But to begin to answer this investigation, one must begin with the begged question: what is law?

H.L.A. Hart answered this by formulating an anthropological distinction between primary rules which impose obligations on the one hand and secondary rules on the other hand which govern the creation and operation of these primarily rules (most importantly rules of recognition).

This seems plausible but falls rather flat by Hart's own acknowledgement in the case of pre-literate societies. How can one speak of law in this case, especially when law often predates writing systems in many societies.

Gagarin would contend that preliterate law primarily originates in the peaceful settlement of disputes and establishing proper redress for violations between private parties.

This paradigm would solve the problem of how a law could be broken if it does not exist, as violations and suits can easily be brought against another party without some pre-established rule to govern the dispute.

This is further supported by legal realists such as Dworkin who point out that Hart's theory is based on a positivistic assumption that cases are universally determined on formalized laws, when it is clear that these laws may not exist.

• _Rows for bounding box labeling_:
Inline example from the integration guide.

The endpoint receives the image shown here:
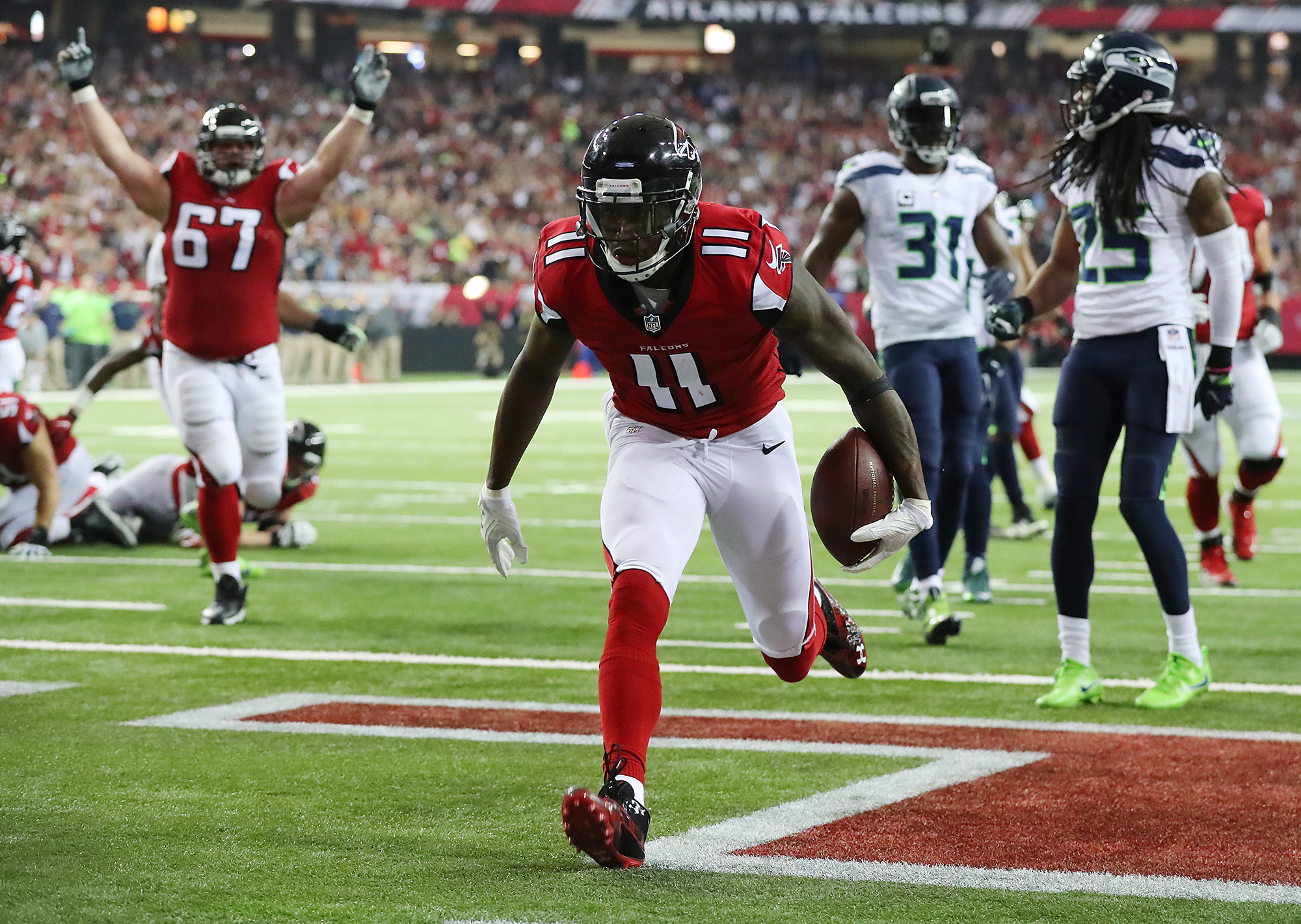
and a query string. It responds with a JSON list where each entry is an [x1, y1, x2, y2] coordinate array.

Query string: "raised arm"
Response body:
[[804, 186, 863, 285], [276, 46, 390, 230], [59, 29, 172, 221]]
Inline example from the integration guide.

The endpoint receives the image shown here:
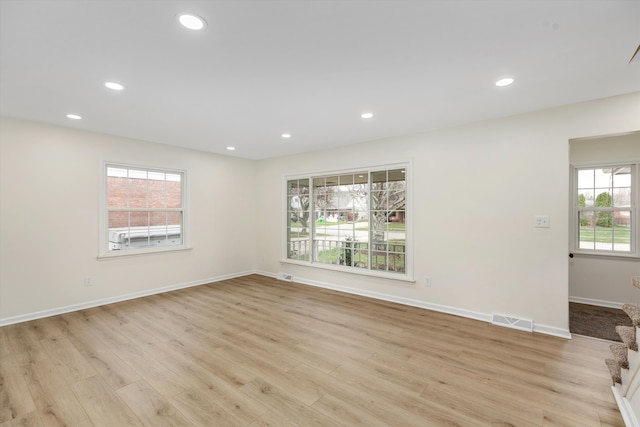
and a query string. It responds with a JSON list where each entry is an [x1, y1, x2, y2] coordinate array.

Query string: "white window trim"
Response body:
[[97, 161, 191, 260], [280, 161, 415, 282], [570, 160, 640, 259]]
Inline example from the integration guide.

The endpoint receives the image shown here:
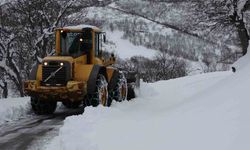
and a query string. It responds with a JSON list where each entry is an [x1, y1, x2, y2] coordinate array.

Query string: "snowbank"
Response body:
[[106, 31, 157, 59], [232, 41, 250, 72], [47, 42, 250, 150], [0, 97, 30, 125]]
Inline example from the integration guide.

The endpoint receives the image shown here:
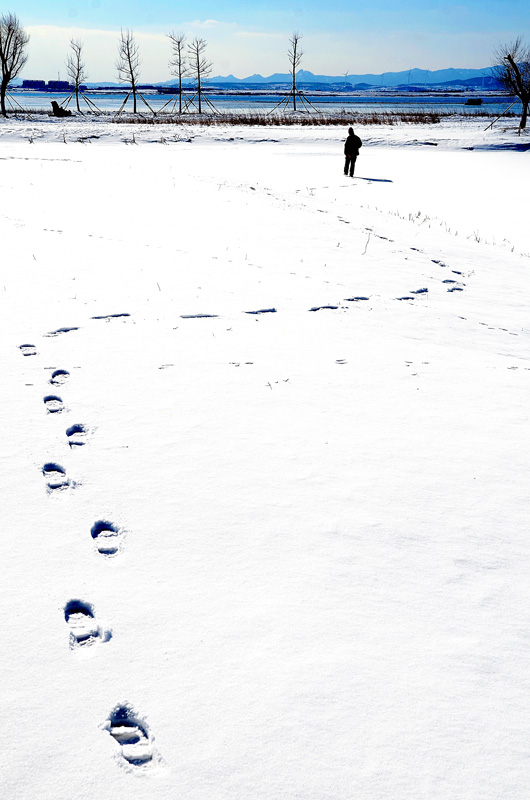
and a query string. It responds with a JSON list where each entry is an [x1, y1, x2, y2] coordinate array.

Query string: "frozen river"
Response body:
[[5, 90, 520, 114]]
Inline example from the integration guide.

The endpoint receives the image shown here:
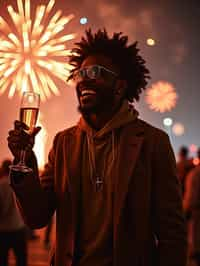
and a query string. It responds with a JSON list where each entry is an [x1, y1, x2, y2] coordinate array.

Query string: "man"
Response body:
[[0, 159, 27, 266], [183, 148, 200, 266], [8, 30, 186, 266]]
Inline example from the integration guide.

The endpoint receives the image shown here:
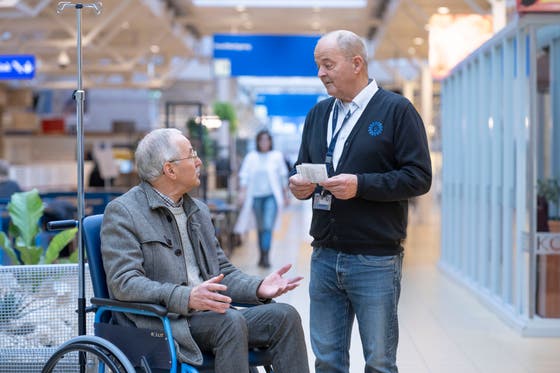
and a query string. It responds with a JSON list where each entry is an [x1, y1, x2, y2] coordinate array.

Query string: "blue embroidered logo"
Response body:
[[368, 121, 383, 137]]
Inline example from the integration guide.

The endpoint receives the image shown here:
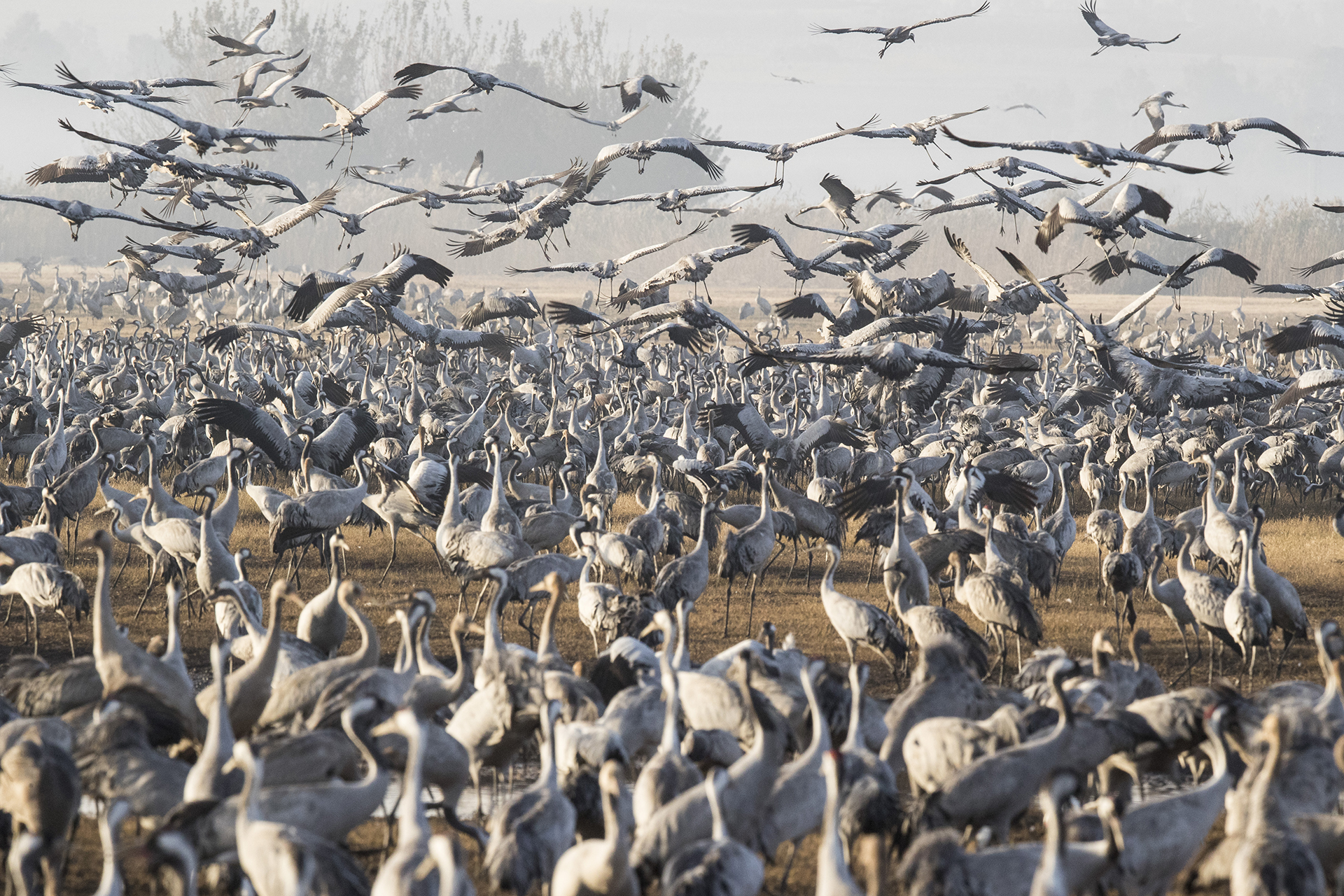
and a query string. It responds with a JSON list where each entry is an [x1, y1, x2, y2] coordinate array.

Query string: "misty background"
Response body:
[[8, 0, 1344, 297]]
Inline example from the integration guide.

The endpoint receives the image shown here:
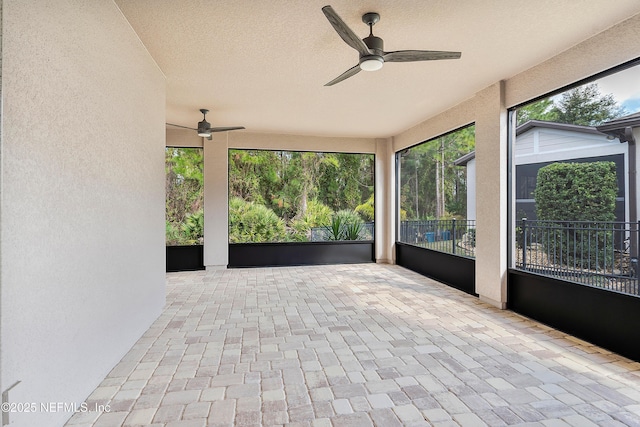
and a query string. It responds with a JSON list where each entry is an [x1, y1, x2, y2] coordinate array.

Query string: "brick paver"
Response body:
[[67, 264, 640, 427]]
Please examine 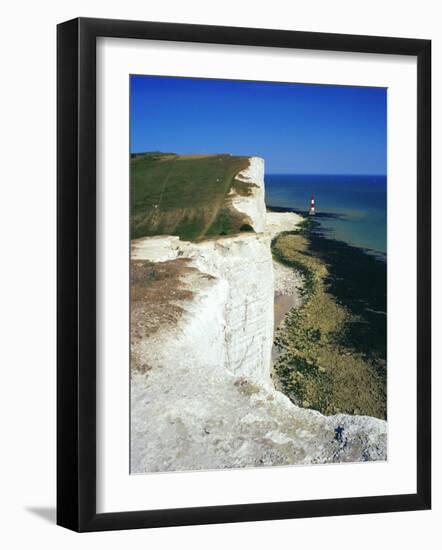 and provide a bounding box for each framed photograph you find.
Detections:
[57,18,431,531]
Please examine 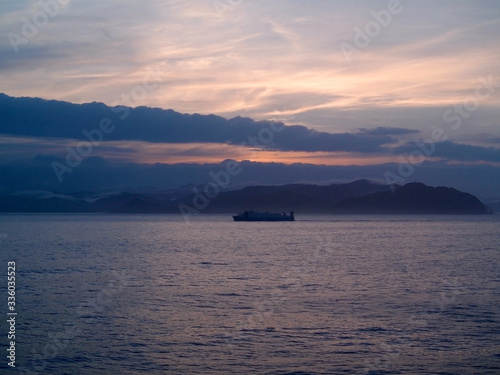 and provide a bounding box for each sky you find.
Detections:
[0,0,500,200]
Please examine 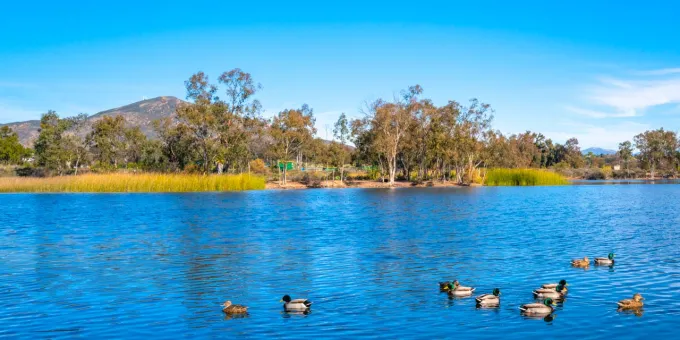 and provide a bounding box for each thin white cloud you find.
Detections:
[633,67,680,76]
[568,68,680,118]
[545,121,652,150]
[565,106,636,118]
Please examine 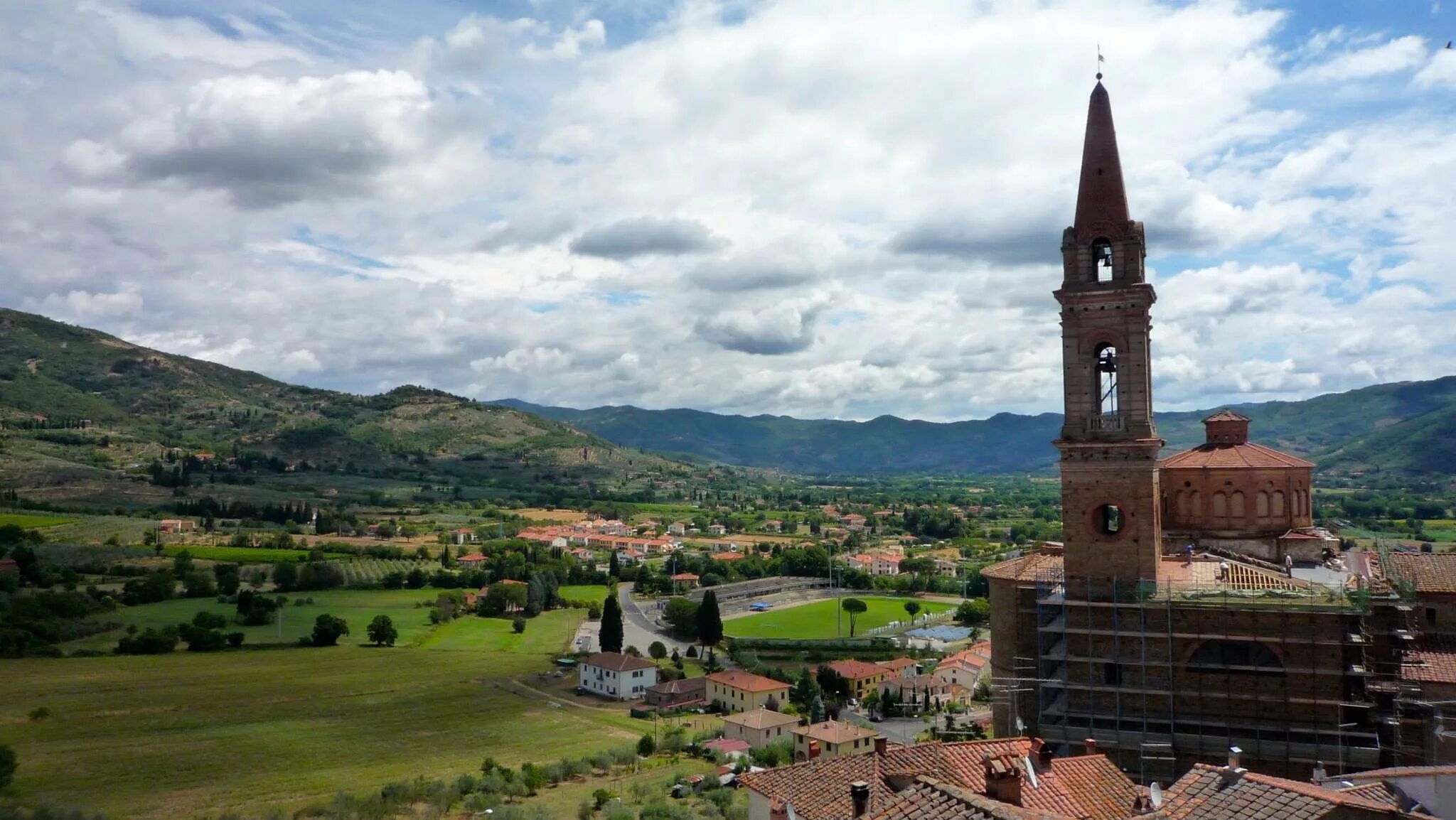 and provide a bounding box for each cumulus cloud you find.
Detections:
[571,217,722,259]
[87,71,429,208]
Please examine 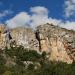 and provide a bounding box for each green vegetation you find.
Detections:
[0,46,75,75]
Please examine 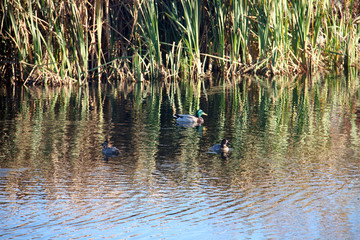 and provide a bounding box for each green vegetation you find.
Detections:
[0,0,360,85]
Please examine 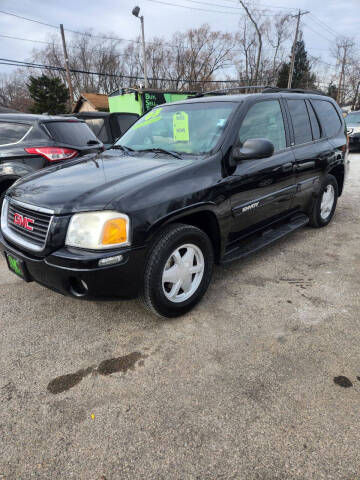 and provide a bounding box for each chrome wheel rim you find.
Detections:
[320,184,335,220]
[162,243,205,303]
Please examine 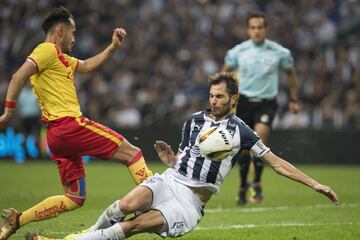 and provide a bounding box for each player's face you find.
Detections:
[209,82,232,121]
[247,18,266,44]
[62,20,76,53]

• _INSTRUCTIONS_:
a – Retype the passage on the nature of law between "But to begin" and "rules of recognition).", inclusive.
b – Answer these from the passage on the nature of law:
(i) What kind of rules does Hart say impose obligations?
(ii) According to Gagarin, where does preliterate law primarily originate?
(iii) Which legal realist does the passage name?

• _SET OF ANSWERS_:
a –
But to begin to answer this investigation, one must begin with the begged question: what is law?

H.L.A. Hart answered this by formulating an anthropological distinction between primary rules which impose obligations on the one hand and secondary rules on the other hand which govern the creation and operation of these primarily rules (most importantly rules of recognition).

b –
(i) Primary rules.
(ii) In the peaceful settlement of disputes and in establishing proper redress for violations between private parties.
(iii) Dworkin.